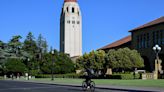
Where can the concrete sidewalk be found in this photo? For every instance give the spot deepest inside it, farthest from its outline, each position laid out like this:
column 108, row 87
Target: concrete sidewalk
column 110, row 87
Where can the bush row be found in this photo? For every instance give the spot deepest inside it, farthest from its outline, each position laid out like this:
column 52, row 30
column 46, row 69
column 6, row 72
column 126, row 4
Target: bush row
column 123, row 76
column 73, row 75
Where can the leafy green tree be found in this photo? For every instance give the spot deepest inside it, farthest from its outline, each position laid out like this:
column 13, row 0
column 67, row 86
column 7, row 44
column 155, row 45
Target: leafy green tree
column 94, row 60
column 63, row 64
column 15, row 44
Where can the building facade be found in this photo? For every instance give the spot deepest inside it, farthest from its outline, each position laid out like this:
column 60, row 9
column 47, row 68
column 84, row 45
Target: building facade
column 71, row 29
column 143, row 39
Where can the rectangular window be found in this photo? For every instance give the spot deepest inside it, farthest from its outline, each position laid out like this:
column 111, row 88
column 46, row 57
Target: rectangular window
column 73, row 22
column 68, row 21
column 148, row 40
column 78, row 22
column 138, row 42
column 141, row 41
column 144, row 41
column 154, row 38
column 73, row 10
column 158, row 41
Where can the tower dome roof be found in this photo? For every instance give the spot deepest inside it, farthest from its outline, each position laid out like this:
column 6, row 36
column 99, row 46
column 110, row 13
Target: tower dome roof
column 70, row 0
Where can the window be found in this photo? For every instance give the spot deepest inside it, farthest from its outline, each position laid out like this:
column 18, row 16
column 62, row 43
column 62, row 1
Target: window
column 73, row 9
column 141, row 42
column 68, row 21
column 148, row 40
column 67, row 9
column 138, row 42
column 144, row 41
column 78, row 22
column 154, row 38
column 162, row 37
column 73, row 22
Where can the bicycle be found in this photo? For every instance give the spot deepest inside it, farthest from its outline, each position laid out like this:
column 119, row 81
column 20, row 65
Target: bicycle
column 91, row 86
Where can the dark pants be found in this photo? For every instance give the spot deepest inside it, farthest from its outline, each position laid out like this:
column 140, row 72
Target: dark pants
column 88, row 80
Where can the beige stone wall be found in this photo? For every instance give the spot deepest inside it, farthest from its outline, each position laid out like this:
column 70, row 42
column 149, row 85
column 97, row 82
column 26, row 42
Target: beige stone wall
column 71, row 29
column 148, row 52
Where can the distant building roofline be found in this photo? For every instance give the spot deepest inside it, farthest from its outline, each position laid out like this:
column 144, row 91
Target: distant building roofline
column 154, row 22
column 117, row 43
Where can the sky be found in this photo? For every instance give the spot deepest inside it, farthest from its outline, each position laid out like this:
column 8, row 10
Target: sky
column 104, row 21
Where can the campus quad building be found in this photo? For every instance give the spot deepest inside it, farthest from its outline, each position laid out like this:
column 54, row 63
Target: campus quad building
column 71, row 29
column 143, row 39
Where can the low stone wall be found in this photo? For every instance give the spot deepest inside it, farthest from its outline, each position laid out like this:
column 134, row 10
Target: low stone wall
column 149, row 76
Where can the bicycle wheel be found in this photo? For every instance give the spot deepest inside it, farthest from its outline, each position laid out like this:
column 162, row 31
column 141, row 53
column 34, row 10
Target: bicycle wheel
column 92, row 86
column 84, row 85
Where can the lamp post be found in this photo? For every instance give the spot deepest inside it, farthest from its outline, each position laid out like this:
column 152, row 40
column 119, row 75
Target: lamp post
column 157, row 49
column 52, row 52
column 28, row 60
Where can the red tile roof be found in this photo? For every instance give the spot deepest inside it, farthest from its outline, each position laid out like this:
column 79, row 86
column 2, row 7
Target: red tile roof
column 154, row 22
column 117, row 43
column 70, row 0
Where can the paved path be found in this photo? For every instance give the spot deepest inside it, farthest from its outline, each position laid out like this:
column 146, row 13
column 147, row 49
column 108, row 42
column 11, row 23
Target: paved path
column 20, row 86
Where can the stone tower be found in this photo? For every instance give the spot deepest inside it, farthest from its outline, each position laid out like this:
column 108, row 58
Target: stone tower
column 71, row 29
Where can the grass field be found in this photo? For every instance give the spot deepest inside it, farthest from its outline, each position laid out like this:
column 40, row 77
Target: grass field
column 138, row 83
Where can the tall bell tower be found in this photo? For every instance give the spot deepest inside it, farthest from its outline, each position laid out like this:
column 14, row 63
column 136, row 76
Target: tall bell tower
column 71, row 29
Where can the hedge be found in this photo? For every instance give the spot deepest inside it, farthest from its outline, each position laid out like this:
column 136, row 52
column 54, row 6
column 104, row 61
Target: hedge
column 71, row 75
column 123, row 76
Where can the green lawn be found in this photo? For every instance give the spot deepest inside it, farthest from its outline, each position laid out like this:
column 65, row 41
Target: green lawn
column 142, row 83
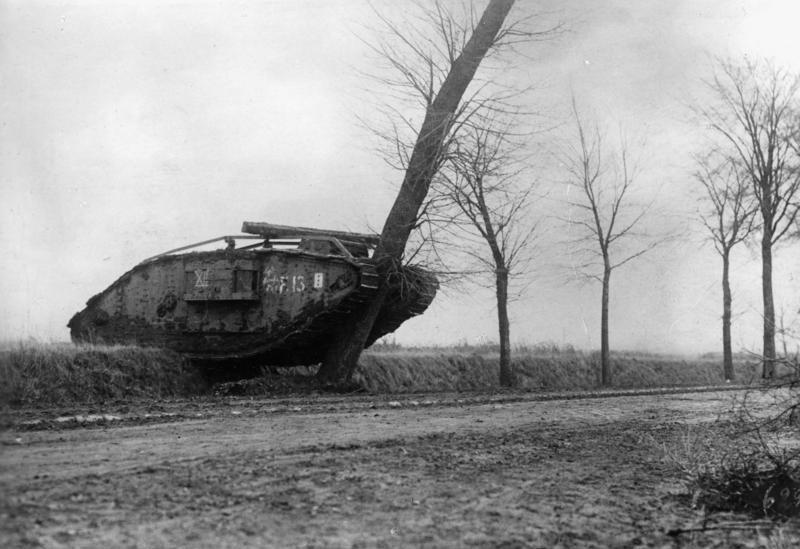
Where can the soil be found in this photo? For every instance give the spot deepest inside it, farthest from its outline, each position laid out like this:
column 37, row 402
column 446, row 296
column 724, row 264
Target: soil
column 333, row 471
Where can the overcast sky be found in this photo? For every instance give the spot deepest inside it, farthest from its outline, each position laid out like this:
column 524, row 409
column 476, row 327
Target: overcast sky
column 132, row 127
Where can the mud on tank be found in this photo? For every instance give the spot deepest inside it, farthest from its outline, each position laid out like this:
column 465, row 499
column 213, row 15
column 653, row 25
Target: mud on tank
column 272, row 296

**What needs to be done**
From the line containing "Target: hedge" to the last line of the material, every line is to be reproduced exactly. No picture belongs in the copy.

**Answer to the exercise**
Target: hedge
column 71, row 75
column 123, row 76
Where can the green lawn be found in this photo? For every instance give the spot deepest inside it, farthest from its outline, each position laid out like this:
column 65, row 41
Target: green lawn
column 142, row 83
Where can the soil be found in this photo? For every instance give the spot deepest inside it, farthest from its outline, each position laid out like this:
column 37, row 402
column 446, row 296
column 724, row 264
Target: soil
column 333, row 471
Where can the overcast sky be found in this photo? For every instance give the spot deepest inside it, farthest from its outline, each position laid out like this:
column 524, row 409
column 476, row 327
Target: overcast sky
column 132, row 127
Where can the mud on tank be found in this photo? For every instance give the spot deepest inside it, farthest from its outline, each position laid out like this:
column 465, row 499
column 213, row 15
column 653, row 25
Target: mud on tank
column 272, row 296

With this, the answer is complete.